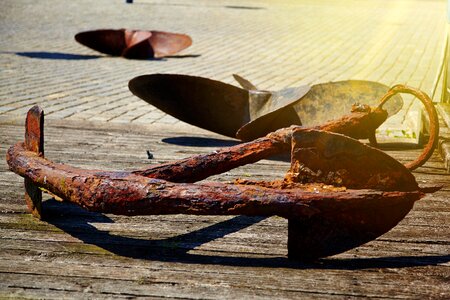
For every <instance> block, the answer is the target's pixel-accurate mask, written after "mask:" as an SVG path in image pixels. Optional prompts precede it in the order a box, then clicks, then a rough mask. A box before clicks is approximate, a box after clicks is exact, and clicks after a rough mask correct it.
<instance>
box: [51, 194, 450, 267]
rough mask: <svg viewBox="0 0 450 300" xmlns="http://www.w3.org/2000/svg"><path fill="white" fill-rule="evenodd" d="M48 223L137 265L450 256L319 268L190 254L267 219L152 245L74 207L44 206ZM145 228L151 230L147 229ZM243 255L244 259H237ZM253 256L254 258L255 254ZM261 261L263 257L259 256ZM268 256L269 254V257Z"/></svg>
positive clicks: (345, 266) (144, 225)
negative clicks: (167, 262) (297, 260)
mask: <svg viewBox="0 0 450 300" xmlns="http://www.w3.org/2000/svg"><path fill="white" fill-rule="evenodd" d="M43 209H44V211H45V212H46V213H47V218H46V219H45V221H46V222H48V223H50V224H52V225H54V226H55V227H57V228H59V229H61V230H63V231H64V232H66V233H68V234H70V235H71V236H73V237H75V238H77V239H79V240H81V241H82V242H83V243H86V244H91V245H95V246H98V247H100V248H102V249H104V250H107V251H109V252H111V253H113V254H116V255H120V256H123V257H129V258H135V259H148V260H155V261H163V262H181V263H191V264H215V265H217V264H218V265H227V266H239V267H269V268H296V269H337V270H360V269H372V268H409V267H418V266H435V265H438V264H443V263H448V262H449V261H450V255H448V254H447V255H427V256H425V255H422V256H395V257H390V256H386V257H372V258H326V259H321V260H318V261H316V262H296V261H291V260H289V259H288V258H287V257H248V256H247V257H242V256H239V257H238V256H236V257H232V256H223V253H221V255H199V254H193V253H189V252H190V251H191V250H193V249H195V248H196V247H198V246H200V245H202V244H204V243H208V242H210V241H213V240H215V239H219V238H222V237H224V236H225V235H227V234H230V233H233V232H237V231H239V230H241V229H244V228H246V227H249V226H251V225H253V224H256V223H258V222H260V221H262V220H264V219H265V217H247V216H236V217H233V218H231V219H229V220H226V221H222V222H218V223H216V224H213V225H210V226H207V227H204V228H201V229H199V230H194V231H192V232H189V233H186V234H181V235H178V236H175V237H169V238H165V239H159V240H147V239H141V238H135V237H126V236H119V235H114V234H110V233H109V232H108V231H102V230H99V229H97V228H96V227H95V226H93V225H92V223H114V221H113V220H111V219H110V218H109V217H108V216H106V215H104V214H101V213H92V212H87V211H85V210H83V209H81V208H79V207H78V206H76V205H73V204H70V203H59V202H57V201H55V200H48V201H45V202H43ZM142 226H151V224H143V225H142ZM236 254H237V255H241V254H242V253H236ZM250 255H251V254H250ZM260 255H261V254H260ZM264 255H266V254H264Z"/></svg>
--------------------------------------------------
▸ Instructions to follow
Set down every line of the entries above again, exactly as written, but not the pictures.

▸ Response area
For every <instance> block, the answer is the target's pixel-accurate mask, written after "mask:" as an SVG path in image pixels. Optional prompts precede it in the order a box, then clicks, then a rough mask. A box before clicks is approximate, a box after clicks is exact, and clicks after a rough mask correct it.
<instance>
box: [51, 194, 450, 267]
rough mask: <svg viewBox="0 0 450 300" xmlns="http://www.w3.org/2000/svg"><path fill="white" fill-rule="evenodd" d="M48 223L137 265L450 256L319 268L190 254L267 219L152 245L74 207L44 206ZM145 228L151 230L147 229ZM243 255L244 259H237ZM253 256L254 258L255 254ZM261 261L263 257L259 256ZM268 256L269 254V257Z"/></svg>
positive clicks: (345, 266) (144, 225)
negative clicks: (167, 262) (297, 260)
mask: <svg viewBox="0 0 450 300" xmlns="http://www.w3.org/2000/svg"><path fill="white" fill-rule="evenodd" d="M43 209H44V211H45V212H46V213H47V218H46V219H45V221H46V222H48V223H50V224H52V225H54V226H55V227H57V228H59V229H61V230H63V231H64V232H66V233H68V234H70V235H71V236H73V237H75V238H77V239H79V240H81V241H82V242H83V243H86V244H91V245H95V246H98V247H100V248H102V249H104V250H107V251H109V252H111V253H113V254H116V255H120V256H123V257H129V258H135V259H148V260H155V261H163V262H181V263H191V264H215V265H217V264H218V265H227V266H239V267H269V268H296V269H337V270H360V269H372V268H409V267H418V266H435V265H438V264H443V263H448V262H449V261H450V255H448V254H447V255H427V256H425V255H422V256H395V257H390V256H386V257H372V258H326V259H321V260H318V261H316V262H296V261H291V260H289V259H288V258H287V257H248V256H247V257H242V256H239V257H238V256H236V257H232V256H223V253H221V255H199V254H193V253H189V252H190V251H191V250H193V249H195V248H196V247H198V246H200V245H202V244H204V243H208V242H210V241H213V240H215V239H219V238H222V237H224V236H225V235H227V234H230V233H233V232H237V231H239V230H241V229H244V228H246V227H249V226H251V225H253V224H256V223H258V222H260V221H262V220H264V219H265V217H247V216H236V217H233V218H231V219H229V220H226V221H222V222H218V223H216V224H213V225H210V226H207V227H204V228H201V229H199V230H194V231H192V232H189V233H186V234H181V235H178V236H175V237H169V238H165V239H159V240H147V239H141V238H135V237H126V236H119V235H114V234H110V233H109V232H108V231H102V230H99V229H97V228H96V227H95V226H93V225H92V223H114V221H113V220H111V219H110V218H109V217H108V216H106V215H104V214H101V213H92V212H87V211H85V210H83V209H81V208H79V207H78V206H76V205H73V204H70V203H59V202H57V201H55V200H48V201H45V202H43ZM142 226H151V224H143V225H142ZM236 254H237V255H241V254H242V253H236ZM250 255H251V254H250ZM260 255H261V254H260ZM264 255H266V254H264Z"/></svg>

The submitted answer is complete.